§ Exercise aim
Rewrite the stretch of the records from the line containing "blue sky in the frame above." through the line containing "0,31 -> 41,52", keeping every line, requests included. Multiply each bounding box coordinate in the answers by 2.15 and round to whole numbers, with halves rounding up, while leaving the requests and their sample coordinates unchanged.

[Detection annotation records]
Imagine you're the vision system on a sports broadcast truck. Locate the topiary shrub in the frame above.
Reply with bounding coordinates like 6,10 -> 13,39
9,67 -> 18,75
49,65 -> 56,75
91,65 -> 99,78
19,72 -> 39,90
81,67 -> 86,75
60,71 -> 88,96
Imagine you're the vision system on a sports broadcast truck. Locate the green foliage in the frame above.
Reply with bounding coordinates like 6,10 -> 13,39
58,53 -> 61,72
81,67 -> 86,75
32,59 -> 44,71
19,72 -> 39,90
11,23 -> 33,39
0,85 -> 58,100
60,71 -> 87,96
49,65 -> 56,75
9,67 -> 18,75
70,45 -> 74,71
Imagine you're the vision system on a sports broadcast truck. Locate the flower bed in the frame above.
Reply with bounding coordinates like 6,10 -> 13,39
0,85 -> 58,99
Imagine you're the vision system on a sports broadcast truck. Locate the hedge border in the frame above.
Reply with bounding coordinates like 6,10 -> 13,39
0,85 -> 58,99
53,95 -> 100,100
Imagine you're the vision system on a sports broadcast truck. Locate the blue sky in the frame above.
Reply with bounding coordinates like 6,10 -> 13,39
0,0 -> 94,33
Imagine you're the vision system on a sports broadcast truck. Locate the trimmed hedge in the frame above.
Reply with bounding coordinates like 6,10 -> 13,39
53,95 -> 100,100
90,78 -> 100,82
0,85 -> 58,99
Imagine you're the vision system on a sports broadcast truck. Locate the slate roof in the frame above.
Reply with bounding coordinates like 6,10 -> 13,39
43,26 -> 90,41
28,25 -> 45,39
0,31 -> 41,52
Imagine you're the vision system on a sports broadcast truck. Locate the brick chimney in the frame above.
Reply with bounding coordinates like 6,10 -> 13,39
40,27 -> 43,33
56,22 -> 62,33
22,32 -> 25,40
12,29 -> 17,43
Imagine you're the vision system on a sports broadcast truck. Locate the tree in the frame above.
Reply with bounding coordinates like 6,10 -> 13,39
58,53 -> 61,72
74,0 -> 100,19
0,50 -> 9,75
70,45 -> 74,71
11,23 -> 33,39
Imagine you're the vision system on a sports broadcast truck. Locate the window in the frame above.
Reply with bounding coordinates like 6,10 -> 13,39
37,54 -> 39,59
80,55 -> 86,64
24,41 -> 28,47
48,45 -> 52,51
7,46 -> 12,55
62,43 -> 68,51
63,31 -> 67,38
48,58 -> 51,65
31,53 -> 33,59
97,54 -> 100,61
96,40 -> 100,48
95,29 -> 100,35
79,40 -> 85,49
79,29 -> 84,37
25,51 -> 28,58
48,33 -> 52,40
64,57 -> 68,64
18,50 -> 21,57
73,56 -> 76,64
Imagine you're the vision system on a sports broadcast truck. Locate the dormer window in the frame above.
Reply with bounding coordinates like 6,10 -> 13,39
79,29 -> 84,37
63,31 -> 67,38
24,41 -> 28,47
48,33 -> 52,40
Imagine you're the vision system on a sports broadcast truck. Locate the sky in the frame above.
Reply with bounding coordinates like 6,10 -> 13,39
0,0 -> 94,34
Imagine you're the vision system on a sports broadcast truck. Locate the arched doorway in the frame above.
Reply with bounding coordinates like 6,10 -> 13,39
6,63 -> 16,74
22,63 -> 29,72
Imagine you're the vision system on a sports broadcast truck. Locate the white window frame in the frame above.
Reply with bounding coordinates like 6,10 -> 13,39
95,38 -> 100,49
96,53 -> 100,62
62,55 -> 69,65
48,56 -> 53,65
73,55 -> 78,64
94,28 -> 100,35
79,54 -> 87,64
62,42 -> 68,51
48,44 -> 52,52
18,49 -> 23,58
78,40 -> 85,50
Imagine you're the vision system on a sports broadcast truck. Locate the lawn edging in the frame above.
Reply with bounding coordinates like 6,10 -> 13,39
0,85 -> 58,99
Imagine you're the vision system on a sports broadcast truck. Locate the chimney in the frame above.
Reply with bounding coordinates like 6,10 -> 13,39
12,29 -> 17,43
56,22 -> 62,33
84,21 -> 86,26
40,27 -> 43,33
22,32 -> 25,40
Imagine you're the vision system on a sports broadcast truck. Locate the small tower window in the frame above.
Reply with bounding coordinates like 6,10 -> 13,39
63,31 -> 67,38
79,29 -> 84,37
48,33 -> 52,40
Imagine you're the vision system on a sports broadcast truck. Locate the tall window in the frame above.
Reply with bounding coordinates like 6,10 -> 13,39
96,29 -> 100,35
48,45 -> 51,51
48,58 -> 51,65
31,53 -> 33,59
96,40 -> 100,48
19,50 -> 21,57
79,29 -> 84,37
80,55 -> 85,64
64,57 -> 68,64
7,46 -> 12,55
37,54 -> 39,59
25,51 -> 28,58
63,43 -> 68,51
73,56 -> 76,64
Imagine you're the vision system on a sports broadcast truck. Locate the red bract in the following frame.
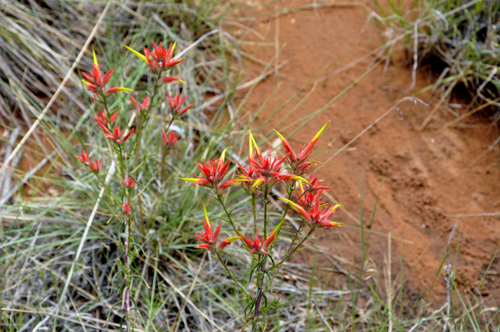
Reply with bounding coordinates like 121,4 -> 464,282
236,222 -> 282,255
82,51 -> 132,96
94,108 -> 118,128
167,93 -> 194,115
179,149 -> 237,194
279,194 -> 344,228
238,162 -> 264,197
122,176 -> 135,189
161,128 -> 179,148
122,203 -> 132,215
299,173 -> 332,193
248,146 -> 288,185
99,124 -> 135,144
130,96 -> 149,112
84,158 -> 102,173
125,40 -> 184,73
74,149 -> 92,166
275,121 -> 330,175
158,76 -> 187,86
194,204 -> 222,250
217,236 -> 241,249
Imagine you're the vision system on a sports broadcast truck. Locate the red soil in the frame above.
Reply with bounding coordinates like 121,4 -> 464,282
237,1 -> 500,302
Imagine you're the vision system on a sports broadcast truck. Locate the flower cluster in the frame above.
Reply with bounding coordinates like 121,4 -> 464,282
184,123 -> 343,255
182,120 -> 343,331
74,41 -> 194,331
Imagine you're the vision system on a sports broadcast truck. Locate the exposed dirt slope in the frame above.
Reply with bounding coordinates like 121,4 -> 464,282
237,2 -> 500,300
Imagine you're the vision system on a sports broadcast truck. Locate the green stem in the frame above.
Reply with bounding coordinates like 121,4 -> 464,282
214,249 -> 249,297
217,194 -> 238,233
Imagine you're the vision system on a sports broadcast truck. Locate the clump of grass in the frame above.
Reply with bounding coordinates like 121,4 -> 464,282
372,0 -> 500,128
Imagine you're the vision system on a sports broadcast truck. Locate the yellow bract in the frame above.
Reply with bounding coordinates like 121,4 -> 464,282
92,49 -> 99,66
201,202 -> 212,228
125,45 -> 148,63
313,120 -> 331,141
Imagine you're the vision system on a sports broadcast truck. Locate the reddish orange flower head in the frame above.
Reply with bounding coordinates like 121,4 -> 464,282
194,203 -> 222,250
122,203 -> 132,215
161,128 -> 179,148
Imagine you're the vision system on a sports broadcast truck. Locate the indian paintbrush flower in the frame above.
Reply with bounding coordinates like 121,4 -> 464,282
275,121 -> 330,175
84,158 -> 102,174
101,126 -> 135,144
279,194 -> 344,228
158,76 -> 187,87
94,108 -> 118,128
74,149 -> 92,166
125,40 -> 184,73
167,93 -> 194,115
130,96 -> 150,112
122,176 -> 135,189
82,51 -> 133,96
179,148 -> 238,194
236,219 -> 284,255
161,128 -> 179,148
122,203 -> 132,215
194,203 -> 222,250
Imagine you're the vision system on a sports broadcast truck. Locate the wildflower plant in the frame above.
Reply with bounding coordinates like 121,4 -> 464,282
74,41 -> 194,331
179,123 -> 343,331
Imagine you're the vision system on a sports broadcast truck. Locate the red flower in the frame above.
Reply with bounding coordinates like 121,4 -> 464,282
94,108 -> 118,128
305,173 -> 332,192
125,40 -> 184,73
161,128 -> 179,148
74,149 -> 92,166
130,96 -> 149,112
194,203 -> 222,250
158,76 -> 187,86
84,158 -> 102,173
99,124 -> 135,144
122,176 -> 135,189
122,203 -> 132,215
167,93 -> 194,115
275,121 -> 330,175
279,197 -> 344,228
248,141 -> 288,186
217,236 -> 241,249
179,148 -> 237,193
236,220 -> 283,255
82,51 -> 133,96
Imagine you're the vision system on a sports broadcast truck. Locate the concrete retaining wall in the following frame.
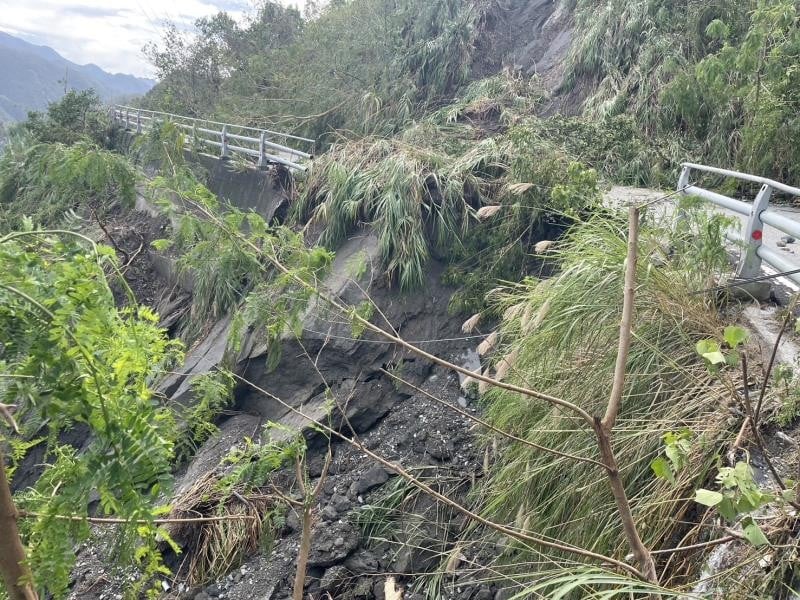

§ Solution
Imagine you're the vision system on a sports broadcast truck. Locate the blue sky in the frame above.
Reply with bounding coordinates like 6,10 -> 13,39
0,0 -> 202,71
Imagine you're the vision system on a sports broadcast truck. Locate the trimmed hedge in the frame above.
Reply with bounding coordinates like 6,10 -> 13,39
114,204 -> 215,215
194,168 -> 215,176
0,183 -> 125,213
Imagine you're the vision system on a sports broadcast truck. Locate the slate roof in the frame above.
Reply with bounding coordinates like 6,10 -> 13,39
92,56 -> 194,88
60,54 -> 97,84
0,67 -> 88,112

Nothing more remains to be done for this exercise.